Image-grounded pointing data:
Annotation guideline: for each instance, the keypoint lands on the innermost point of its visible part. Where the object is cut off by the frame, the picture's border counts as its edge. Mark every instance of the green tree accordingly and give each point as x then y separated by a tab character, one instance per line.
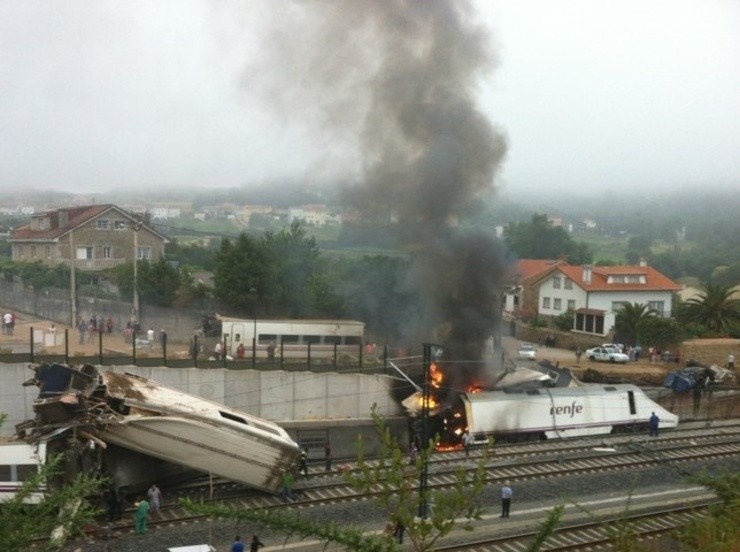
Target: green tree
158	282
538	239
394	484
715	308
630	321
293	264
241	273
661	332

### Your goal
Could you retype every line above exactly as it appears, skipping the pictures?

### Solution for this exercise
Annotation guideline: for each instance, the keypoint lands on the innermost point of its visible part. Where the object is cut off by the frame, the picture's border counts as its edge. Mark every instance of the green tree accordingly and give each point as x then y separated by a tab character, one instance per line.
Target: green tree
158	282
538	239
394	484
715	308
630	321
293	264
241	273
661	332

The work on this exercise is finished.